| GOAL |
Answer these questions using the text about the coin-shaped capacitor:
1. What sits in the marginal area where the case and top cover are bonded together?
2. What is charged into the interior of the metal container?
3. Which figure shows the capacitor mounted horizontally?

| SOURCE |
►

The case 45 and the top cover 46 are bonded together in a hermetically sealed manner, with a ring packing 47 interposed in a marginal area of the two, and a nonaqueous electrolyte (not shown) is charged into the interior of the metal container so as to fill up the electric double layer electrodes 41a, 41b and the separator 44.
A coin-shaped electric double layer capacitor 50 configured as described above is mounted on a printed wiring board, 53, 58 as shown in FIGS. 8A and 8B. FIG. 8A shows the coin-shaped electric double layer capacitor 50 vertically mounted on a substrate 53. External lead terminals 51, 52 are connected to the outer surface portions of the case 45 and top cover 46, respectively, of the electric double layer capacitor 50, and the external lead terminals 51, 52 are inserted into holes of the printed wiring board 53 and these portions are soldered. Also, FIG. 8B shows the coin-shaped electric double layer capacitor 50 horizontally mounted on the substrate 58. External lead terminals 56, 57 are connected to the outer surface portions of the case 45 and top cover 46, respectively, of the electric double layer capacitor 50, and the external lead terminals 56, 57 are inserted into holes of the printed wiring board 58 and these portions are soldered.

◄

| SUPPLIED INFORMATION |
►

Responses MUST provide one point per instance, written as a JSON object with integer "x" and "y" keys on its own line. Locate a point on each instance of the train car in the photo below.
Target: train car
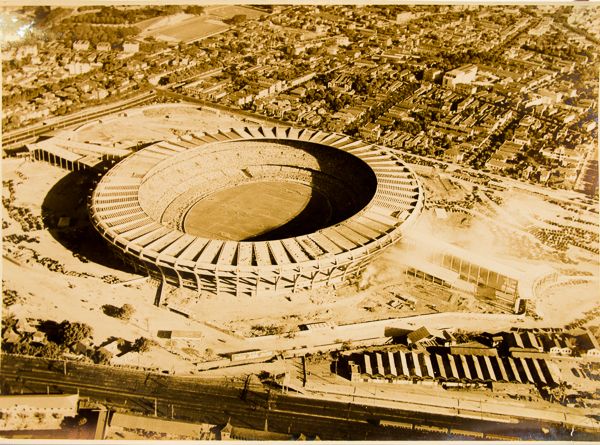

◄

| THE COMPLETED TASK |
1. A ring packing (47).
2. A nonaqueous electrolyte.
3. FIG. 8B.